• _Work request 1_:
Answer these questions from the guidance on linking survivors with services:
(a) How long after the disaster must coping difficulties last to count as a situation requiring a referral?
(b) In cases involving domestic, child, or elder abuse, what should you be aware of?
(c) What is the final step listed for making a referral?
• _Work request 2_: Reproduce word for word the stretch of the guidance on linking survivors with services from "- Significant developmental" through "of your summary.".
• _Work request 3_: Carry on the guidance on linking survivors with services, starting after its final sentence.

Linkage with Collaborative Services
To link survivors with available services needed at the time or in the future.
Provide Direct Link to Additional Needed Services
As you provide information, also discuss which of the survivor’s needs and current concerns require additional information or services. Do what is necessary to ensure effective linkage with those services (for example, walk the survivor over to an agency representative who can provide a service, set up a meeting with a community representative who may provide appropriate referrals). Examples of situations requiring a referral include:
- An acute medical problem that needs immediate attention
- An acute mental health problem that needs immediate attention
- Worsening of a pre-existing medical, emotional, or behavioral problem
- Threat of harm to self or others
- Concerns related to the use of alcohol or drugs
- Cases involving domestic, child, or elder abuse (be aware of reporting laws)
- When medication is needed for stabilization
- When pastoral counseling is desired
- Ongoing difficulties with coping (4 weeks or more after the disaster)
- Significant developmental concerns about children or adolescents
- When the survivor asks for a referral
In addition, reconnect survivors to agencies that provided them services before the disaster including:
- Mental health services
- Medical services
- Social support services
- Child welfare services
- Drug and alcohol support groups
When making a referral:
- Summarize your discussion with the person about his/her needs and concerns.
- Check for the accuracy of your summary.
- Describe the option of referral, including how this may help, and what will take place if the individual goes for further help.
- Ask about the survivor’s reaction to the suggested referral.
- Give written referral information, or if possible, make an appointment then and there.

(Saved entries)

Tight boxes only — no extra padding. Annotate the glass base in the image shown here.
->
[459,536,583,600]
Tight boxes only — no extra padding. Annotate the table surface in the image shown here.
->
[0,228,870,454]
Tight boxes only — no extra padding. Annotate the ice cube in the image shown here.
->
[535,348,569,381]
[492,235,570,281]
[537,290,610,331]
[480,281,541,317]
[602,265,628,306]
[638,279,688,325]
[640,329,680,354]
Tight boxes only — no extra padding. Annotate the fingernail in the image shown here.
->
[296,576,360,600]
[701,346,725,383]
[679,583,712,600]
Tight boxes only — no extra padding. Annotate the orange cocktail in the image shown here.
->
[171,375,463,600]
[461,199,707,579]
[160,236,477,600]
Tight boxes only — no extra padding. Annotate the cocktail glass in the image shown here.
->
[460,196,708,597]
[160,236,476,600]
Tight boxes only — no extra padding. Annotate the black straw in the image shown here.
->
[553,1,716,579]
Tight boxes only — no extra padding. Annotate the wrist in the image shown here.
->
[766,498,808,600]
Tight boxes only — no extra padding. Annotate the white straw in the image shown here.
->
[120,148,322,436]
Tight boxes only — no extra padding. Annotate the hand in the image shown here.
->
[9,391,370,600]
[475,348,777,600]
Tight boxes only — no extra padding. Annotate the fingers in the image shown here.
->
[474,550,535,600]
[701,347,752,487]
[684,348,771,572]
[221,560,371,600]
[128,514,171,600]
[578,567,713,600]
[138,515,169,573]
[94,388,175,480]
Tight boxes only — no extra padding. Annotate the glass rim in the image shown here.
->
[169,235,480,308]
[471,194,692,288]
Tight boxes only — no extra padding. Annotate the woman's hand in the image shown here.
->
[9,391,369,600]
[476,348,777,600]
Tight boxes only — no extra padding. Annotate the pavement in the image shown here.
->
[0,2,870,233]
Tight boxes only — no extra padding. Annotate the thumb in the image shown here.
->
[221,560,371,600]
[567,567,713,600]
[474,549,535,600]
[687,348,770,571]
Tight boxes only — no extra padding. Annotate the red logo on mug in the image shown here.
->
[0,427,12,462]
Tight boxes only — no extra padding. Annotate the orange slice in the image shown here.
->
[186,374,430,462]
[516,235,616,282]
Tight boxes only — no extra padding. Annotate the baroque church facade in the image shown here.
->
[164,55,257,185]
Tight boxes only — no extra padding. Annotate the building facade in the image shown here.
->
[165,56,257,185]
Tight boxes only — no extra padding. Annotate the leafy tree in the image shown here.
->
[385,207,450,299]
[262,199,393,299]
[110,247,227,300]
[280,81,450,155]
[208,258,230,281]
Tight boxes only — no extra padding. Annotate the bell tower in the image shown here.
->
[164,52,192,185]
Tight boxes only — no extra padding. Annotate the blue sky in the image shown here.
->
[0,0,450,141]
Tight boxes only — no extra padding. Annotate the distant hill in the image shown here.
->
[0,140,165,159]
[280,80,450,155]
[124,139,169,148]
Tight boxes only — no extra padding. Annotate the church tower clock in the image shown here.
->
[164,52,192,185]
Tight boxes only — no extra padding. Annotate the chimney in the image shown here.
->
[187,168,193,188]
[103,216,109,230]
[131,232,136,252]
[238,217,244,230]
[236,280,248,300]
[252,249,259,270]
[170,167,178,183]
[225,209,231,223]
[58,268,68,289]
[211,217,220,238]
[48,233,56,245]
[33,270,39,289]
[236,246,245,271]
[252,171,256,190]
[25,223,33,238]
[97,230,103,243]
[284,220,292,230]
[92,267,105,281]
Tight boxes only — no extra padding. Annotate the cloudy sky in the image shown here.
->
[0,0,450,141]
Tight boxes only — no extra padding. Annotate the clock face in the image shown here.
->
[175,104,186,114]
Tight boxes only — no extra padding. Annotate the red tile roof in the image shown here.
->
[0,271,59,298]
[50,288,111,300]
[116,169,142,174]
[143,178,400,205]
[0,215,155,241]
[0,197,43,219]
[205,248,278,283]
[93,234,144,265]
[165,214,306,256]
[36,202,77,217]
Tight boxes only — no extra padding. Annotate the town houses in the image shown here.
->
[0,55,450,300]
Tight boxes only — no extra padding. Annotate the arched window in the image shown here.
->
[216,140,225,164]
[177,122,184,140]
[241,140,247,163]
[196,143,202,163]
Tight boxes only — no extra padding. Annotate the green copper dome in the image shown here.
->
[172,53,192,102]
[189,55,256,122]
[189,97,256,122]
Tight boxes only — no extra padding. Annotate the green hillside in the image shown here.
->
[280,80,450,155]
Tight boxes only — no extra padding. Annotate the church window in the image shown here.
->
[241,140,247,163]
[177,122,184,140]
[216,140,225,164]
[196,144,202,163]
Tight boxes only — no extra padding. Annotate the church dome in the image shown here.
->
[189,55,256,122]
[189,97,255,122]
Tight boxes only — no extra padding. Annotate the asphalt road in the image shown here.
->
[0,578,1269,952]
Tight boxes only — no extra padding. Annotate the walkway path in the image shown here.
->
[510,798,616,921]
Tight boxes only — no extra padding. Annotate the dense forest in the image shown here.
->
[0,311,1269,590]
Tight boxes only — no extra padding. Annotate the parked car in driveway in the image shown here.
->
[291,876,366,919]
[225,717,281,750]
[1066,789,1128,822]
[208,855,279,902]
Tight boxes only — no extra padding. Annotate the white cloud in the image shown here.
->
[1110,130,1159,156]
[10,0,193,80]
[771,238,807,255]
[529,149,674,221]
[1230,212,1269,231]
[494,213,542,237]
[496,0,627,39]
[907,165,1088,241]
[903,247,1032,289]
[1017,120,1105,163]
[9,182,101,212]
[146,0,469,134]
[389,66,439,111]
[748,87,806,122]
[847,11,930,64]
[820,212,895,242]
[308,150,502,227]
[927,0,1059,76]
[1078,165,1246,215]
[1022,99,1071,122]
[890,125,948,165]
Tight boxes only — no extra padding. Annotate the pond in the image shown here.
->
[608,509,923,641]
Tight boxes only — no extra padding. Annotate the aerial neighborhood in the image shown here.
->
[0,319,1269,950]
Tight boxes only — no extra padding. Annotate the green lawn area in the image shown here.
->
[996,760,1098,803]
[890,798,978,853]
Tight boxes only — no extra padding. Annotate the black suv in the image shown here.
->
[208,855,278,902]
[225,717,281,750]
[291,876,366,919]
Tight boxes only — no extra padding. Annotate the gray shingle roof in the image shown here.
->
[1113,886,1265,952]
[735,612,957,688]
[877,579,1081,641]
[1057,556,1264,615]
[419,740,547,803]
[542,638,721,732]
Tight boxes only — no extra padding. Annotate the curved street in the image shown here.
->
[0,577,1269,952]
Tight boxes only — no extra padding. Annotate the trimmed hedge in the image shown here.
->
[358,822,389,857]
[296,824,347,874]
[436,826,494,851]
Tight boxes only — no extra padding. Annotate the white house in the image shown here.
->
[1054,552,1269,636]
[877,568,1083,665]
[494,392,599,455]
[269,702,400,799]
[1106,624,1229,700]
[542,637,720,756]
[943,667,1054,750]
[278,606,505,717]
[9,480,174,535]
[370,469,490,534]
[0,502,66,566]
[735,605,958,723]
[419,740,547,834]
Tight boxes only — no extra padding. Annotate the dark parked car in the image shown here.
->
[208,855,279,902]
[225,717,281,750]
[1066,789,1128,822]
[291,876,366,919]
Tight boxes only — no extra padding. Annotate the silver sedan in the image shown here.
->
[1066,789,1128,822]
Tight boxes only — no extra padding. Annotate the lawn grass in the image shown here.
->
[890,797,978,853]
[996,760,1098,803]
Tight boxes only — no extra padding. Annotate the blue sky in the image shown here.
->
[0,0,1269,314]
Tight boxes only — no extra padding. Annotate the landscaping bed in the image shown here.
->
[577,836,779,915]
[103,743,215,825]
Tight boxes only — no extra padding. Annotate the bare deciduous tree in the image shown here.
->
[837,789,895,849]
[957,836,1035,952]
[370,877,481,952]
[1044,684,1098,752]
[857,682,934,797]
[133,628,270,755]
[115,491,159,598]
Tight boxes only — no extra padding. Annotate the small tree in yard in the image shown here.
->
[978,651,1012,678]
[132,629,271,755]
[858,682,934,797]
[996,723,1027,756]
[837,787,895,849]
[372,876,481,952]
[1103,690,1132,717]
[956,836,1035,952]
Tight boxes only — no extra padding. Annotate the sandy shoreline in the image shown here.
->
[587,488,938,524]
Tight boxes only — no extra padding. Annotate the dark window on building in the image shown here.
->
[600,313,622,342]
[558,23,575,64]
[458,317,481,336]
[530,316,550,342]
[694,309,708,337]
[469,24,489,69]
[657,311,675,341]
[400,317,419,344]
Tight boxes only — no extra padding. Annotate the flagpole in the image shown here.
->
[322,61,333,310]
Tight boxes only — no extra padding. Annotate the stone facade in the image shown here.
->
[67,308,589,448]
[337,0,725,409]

• _Answer area 1_:
(a) 4 weeks or more
(b) Reporting laws
(c) Give written referral information, or if possible, make an appointment then and there.

• _Answer area 2_:
- Significant developmental concerns about children or adolescents
- When the survivor asks for a referral
In addition, reconnect survivors to agencies that provided them services before the disaster including:
- Mental health services
- Medical services
- Social support services
- Child welfare services
- Drug and alcohol support groups
When making a referral:
- Summarize your discussion with the person about his/her needs and concerns.
- Check for the accuracy of your summary.

• _Answer area 3_:
Referrals for Children and Adolescents
Remember that children and adolescents under the age of 18 will need parental consent for services outside of immediate emergency care. Youth may be less likely to self-refer when they are experiencing difficulties, and are less likely to follow through on referrals without an adult who is engaged in the process. To maximize the likelihood that youth will follow through with a referral, you should:
- Recommend that any follow-up services for the family include (at least) a brief evaluation of child and adolescent adjustment.
- Make your interactions with children and adolescents positive and supportive to help them develop a positive attitude towards future care providers.
- Remember that children and adolescents have an especially difficult time telling and retelling information related to traumatic events. When working with youth, summarize in writing the basic information about the event that you have gathered and communicate this information to the receiving professional. This will help minimize the number of times that they will have to retell the story of their experiences.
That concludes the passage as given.